Stored dataset items
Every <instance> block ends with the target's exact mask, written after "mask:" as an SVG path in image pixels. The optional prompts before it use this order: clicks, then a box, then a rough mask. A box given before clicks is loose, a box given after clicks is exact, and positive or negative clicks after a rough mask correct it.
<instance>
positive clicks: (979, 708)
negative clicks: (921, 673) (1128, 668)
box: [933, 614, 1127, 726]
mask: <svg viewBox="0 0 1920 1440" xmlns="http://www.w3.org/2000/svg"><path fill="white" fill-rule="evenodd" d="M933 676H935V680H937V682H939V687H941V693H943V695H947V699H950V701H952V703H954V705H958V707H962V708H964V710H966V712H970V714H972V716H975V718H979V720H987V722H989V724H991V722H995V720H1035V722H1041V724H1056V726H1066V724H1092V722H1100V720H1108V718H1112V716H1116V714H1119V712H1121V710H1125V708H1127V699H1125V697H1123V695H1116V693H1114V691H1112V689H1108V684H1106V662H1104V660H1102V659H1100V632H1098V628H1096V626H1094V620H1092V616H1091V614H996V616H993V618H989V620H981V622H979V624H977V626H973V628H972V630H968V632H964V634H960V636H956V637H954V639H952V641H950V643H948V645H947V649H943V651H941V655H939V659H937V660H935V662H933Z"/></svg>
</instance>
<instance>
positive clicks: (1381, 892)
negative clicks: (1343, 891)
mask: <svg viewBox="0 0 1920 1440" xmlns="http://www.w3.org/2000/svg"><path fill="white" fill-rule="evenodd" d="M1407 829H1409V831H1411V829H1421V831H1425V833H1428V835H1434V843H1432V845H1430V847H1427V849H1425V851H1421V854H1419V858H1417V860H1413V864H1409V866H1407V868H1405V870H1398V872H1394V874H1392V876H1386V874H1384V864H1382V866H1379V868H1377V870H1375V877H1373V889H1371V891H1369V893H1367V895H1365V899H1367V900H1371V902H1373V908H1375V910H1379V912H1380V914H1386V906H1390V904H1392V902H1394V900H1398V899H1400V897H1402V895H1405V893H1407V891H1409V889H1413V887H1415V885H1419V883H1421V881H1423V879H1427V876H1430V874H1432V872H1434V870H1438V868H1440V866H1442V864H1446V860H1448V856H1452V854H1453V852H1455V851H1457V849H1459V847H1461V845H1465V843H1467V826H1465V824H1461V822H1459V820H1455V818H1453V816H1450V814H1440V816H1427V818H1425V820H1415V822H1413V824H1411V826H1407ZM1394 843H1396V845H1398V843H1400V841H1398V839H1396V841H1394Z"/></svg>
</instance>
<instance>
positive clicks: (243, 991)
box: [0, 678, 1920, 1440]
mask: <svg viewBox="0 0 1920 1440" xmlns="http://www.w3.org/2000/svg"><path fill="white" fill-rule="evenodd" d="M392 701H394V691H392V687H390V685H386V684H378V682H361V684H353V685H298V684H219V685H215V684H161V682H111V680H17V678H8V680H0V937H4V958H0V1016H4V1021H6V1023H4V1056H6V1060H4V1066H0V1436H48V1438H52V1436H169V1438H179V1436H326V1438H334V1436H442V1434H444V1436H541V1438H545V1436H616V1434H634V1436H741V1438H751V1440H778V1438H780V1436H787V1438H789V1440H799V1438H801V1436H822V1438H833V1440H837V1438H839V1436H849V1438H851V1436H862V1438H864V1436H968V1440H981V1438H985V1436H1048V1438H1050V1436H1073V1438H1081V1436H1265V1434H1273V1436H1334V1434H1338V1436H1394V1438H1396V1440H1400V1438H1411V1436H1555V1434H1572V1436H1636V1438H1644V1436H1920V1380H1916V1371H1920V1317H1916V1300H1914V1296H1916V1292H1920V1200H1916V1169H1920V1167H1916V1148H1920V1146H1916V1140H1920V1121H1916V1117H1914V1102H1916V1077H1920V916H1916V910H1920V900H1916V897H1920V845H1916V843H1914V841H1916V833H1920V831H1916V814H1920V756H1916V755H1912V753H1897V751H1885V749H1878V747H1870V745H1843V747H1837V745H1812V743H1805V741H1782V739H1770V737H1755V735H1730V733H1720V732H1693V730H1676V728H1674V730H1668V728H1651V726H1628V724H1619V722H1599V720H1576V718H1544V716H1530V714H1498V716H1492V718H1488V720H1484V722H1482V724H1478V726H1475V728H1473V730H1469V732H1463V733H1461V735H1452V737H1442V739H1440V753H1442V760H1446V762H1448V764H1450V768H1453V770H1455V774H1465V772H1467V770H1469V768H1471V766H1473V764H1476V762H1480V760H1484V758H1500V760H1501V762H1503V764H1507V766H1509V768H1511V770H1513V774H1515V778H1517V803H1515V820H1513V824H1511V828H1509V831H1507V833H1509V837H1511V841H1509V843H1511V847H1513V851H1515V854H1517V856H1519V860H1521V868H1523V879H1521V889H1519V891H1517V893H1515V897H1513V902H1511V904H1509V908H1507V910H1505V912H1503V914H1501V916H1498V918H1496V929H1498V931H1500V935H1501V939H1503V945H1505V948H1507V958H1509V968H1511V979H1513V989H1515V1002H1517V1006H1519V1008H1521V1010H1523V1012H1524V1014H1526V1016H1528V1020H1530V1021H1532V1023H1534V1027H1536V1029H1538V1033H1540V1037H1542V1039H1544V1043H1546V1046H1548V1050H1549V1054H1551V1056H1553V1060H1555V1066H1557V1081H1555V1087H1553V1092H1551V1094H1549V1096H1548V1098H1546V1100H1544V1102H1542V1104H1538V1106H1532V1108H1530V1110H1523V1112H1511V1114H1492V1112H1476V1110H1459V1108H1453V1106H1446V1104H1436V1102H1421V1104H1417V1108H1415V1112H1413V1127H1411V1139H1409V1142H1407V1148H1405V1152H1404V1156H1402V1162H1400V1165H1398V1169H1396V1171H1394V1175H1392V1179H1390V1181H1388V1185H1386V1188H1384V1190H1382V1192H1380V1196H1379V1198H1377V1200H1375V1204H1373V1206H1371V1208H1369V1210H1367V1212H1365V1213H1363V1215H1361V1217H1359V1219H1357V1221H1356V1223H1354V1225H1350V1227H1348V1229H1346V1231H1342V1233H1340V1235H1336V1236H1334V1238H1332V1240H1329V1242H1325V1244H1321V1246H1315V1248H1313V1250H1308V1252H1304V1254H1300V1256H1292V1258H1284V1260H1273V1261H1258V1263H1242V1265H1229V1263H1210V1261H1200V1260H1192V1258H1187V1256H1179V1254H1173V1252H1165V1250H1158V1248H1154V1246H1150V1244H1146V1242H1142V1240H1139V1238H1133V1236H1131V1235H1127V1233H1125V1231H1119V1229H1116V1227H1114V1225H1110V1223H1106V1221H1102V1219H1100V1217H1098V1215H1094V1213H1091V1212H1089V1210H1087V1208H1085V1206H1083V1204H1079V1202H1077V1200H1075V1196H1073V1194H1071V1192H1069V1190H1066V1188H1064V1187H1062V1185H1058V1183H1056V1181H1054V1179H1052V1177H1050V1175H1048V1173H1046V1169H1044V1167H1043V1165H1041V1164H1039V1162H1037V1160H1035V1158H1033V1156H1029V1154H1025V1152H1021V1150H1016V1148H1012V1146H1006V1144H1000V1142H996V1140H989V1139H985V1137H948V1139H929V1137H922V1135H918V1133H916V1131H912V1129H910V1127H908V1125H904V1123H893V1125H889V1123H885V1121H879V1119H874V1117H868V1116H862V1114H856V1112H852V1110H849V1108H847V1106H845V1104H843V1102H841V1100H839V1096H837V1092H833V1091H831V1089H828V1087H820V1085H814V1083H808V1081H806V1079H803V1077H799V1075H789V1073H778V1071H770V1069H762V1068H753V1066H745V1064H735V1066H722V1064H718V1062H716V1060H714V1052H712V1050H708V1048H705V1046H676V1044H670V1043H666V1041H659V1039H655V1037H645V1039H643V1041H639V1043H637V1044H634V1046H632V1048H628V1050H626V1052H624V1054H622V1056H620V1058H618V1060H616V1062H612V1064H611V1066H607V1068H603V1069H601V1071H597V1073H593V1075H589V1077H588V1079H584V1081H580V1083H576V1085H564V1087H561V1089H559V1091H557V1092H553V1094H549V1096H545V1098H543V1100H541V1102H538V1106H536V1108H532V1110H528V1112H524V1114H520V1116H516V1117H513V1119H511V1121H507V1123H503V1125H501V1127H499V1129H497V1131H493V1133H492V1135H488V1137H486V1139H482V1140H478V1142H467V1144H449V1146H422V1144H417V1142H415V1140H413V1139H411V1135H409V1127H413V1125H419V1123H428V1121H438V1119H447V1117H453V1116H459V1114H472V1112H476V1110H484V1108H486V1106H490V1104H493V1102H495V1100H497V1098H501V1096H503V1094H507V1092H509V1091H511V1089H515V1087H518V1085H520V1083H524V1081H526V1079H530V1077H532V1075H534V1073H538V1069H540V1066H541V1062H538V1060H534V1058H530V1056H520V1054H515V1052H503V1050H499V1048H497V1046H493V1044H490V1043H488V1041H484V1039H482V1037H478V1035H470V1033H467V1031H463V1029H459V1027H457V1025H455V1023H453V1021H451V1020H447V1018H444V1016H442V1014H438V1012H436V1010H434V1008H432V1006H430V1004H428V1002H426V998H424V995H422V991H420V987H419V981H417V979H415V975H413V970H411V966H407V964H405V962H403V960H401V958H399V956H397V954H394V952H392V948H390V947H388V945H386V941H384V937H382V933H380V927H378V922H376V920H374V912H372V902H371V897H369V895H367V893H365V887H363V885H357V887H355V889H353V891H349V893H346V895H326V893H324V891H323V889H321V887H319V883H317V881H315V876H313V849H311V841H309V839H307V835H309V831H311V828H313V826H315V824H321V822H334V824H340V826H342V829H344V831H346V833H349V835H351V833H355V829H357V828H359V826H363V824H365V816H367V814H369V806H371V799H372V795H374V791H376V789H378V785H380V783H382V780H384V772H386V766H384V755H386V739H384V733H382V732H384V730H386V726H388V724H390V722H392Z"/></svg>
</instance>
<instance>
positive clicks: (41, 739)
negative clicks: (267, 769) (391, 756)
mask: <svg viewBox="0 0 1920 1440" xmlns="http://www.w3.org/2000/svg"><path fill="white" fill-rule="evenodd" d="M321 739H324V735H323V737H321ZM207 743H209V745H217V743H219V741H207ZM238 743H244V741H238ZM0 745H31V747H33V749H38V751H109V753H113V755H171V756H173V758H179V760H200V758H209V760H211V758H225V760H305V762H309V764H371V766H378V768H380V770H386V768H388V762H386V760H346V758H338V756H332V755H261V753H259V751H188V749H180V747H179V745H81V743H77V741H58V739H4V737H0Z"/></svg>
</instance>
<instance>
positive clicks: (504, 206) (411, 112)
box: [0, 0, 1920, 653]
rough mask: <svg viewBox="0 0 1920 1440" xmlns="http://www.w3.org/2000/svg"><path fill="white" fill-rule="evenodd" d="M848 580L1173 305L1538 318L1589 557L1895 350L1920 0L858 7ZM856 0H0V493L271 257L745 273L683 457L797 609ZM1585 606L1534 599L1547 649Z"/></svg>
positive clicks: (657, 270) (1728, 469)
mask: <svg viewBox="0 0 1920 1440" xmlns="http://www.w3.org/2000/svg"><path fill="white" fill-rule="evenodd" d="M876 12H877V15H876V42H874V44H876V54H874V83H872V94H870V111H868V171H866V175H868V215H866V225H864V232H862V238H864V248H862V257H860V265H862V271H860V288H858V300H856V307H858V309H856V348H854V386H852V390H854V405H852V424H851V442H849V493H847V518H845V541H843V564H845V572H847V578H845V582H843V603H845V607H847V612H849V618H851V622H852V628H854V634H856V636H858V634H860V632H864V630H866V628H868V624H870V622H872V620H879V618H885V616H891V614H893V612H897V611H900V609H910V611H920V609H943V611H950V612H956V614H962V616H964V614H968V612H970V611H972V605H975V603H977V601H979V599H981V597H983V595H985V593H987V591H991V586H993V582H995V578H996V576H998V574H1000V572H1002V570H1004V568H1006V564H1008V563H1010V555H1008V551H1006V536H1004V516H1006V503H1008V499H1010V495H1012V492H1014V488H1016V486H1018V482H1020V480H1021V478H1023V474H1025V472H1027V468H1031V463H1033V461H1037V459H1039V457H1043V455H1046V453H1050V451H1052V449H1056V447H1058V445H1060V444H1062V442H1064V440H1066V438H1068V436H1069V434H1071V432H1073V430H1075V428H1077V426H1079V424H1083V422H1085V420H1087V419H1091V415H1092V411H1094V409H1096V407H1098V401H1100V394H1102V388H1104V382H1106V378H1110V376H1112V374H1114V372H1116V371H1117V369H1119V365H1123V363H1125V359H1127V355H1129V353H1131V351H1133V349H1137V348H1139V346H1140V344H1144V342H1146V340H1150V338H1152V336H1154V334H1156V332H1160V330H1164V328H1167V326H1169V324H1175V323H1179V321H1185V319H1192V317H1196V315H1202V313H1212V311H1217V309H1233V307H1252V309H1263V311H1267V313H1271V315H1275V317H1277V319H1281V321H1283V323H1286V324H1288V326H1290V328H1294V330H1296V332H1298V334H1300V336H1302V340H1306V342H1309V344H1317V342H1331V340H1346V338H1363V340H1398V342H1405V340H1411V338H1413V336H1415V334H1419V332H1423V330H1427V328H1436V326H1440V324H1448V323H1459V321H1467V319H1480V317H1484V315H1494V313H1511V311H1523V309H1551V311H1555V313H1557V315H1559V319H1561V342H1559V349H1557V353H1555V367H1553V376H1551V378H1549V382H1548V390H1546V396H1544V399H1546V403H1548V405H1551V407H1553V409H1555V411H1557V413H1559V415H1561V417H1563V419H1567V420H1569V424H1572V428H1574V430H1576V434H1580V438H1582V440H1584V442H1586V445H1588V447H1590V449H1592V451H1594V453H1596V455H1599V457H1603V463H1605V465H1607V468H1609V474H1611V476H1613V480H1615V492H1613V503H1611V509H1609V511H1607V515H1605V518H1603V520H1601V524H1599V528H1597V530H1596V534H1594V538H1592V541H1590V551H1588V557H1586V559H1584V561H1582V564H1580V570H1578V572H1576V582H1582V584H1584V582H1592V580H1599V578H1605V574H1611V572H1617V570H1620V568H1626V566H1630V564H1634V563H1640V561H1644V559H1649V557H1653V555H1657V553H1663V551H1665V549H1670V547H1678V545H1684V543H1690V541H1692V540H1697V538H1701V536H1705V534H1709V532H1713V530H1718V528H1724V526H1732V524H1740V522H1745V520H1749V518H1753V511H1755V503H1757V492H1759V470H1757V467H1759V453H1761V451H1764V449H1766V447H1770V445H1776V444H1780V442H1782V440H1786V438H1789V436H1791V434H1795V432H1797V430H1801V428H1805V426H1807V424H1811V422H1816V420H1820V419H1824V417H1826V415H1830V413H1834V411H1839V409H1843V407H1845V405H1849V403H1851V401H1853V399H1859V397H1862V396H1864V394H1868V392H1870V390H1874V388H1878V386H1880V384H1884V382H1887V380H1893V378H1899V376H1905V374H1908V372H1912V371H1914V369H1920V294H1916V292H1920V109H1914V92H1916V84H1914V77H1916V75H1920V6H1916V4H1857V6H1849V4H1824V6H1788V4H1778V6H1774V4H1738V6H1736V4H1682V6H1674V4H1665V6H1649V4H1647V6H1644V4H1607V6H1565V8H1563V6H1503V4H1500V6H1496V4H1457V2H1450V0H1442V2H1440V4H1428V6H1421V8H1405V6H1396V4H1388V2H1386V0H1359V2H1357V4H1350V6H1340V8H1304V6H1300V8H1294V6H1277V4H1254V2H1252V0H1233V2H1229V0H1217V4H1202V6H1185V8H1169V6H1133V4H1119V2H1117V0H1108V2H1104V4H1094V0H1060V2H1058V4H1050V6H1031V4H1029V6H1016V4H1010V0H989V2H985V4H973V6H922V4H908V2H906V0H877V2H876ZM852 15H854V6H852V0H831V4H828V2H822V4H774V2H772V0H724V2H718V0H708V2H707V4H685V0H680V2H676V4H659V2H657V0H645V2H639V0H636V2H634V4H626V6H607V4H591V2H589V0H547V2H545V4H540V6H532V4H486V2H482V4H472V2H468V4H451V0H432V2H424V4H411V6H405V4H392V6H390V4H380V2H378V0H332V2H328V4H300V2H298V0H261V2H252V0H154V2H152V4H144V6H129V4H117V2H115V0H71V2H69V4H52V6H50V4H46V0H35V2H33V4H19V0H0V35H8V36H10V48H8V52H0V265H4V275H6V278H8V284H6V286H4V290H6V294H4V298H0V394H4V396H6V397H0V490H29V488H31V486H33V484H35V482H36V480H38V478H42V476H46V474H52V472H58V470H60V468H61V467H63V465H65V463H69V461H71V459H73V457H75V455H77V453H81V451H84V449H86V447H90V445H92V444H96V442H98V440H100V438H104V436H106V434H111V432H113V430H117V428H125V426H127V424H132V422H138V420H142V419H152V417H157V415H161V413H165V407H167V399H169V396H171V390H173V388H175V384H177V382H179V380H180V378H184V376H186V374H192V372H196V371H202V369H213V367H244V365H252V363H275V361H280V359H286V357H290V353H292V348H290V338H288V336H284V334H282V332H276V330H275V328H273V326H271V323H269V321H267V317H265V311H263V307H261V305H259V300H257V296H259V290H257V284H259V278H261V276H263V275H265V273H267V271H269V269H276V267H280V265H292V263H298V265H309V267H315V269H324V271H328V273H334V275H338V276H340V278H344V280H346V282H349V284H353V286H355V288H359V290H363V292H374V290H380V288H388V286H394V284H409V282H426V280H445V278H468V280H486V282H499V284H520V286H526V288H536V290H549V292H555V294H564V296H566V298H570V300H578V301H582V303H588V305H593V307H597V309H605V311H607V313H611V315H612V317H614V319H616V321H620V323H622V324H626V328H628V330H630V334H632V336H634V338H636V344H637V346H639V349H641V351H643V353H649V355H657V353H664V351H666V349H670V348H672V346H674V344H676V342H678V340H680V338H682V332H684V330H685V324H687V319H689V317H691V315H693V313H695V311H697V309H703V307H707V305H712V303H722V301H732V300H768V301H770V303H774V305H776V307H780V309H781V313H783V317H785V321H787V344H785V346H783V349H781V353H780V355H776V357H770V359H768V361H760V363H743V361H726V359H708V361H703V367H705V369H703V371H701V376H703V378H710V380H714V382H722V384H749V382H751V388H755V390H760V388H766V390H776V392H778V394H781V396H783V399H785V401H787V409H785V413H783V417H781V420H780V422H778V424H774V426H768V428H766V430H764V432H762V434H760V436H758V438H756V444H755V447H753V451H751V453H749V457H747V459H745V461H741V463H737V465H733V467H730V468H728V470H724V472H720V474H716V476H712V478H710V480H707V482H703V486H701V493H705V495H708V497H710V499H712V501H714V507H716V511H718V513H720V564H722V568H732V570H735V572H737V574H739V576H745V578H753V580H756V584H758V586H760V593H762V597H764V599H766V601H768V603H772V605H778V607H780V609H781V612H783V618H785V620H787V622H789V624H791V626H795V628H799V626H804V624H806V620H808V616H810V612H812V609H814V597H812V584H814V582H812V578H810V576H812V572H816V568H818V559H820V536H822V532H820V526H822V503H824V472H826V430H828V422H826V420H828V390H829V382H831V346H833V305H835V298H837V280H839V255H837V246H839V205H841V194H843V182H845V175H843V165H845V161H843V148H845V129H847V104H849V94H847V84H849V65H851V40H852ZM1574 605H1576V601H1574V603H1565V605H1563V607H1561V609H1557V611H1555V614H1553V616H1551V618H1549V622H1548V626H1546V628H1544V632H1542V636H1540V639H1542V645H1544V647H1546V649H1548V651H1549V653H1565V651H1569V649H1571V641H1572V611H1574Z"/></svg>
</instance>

■ **WORK ORDER**: Could you write out, exactly as they stand, only the lines above that begin at the line with "positive clicks: (41, 739)" and stop after the line with "rough mask: <svg"?

■ **YOUR RESPONSE**:
positive clicks: (41, 739)
negative clicks: (267, 769) (391, 756)
mask: <svg viewBox="0 0 1920 1440" xmlns="http://www.w3.org/2000/svg"><path fill="white" fill-rule="evenodd" d="M321 739H324V735H323V737H321ZM207 743H209V745H217V743H219V741H207ZM238 743H244V741H238ZM0 745H31V747H33V749H38V751H109V753H113V755H171V756H173V758H179V760H200V758H209V760H211V758H225V760H305V762H309V764H371V766H378V768H380V770H386V768H388V762H386V760H346V758H338V756H332V755H261V753H259V751H188V749H180V747H179V745H81V743H77V741H58V739H4V737H0Z"/></svg>
</instance>
<instance>
positive clicks: (504, 206) (411, 112)
box: [0, 0, 1920, 653]
rough mask: <svg viewBox="0 0 1920 1440" xmlns="http://www.w3.org/2000/svg"><path fill="white" fill-rule="evenodd" d="M848 580L1173 305L1538 318L1589 557L1895 350L1920 0L858 7ZM856 0H0V493L271 257L745 273L683 457L797 609ZM1585 606L1534 599L1547 649Z"/></svg>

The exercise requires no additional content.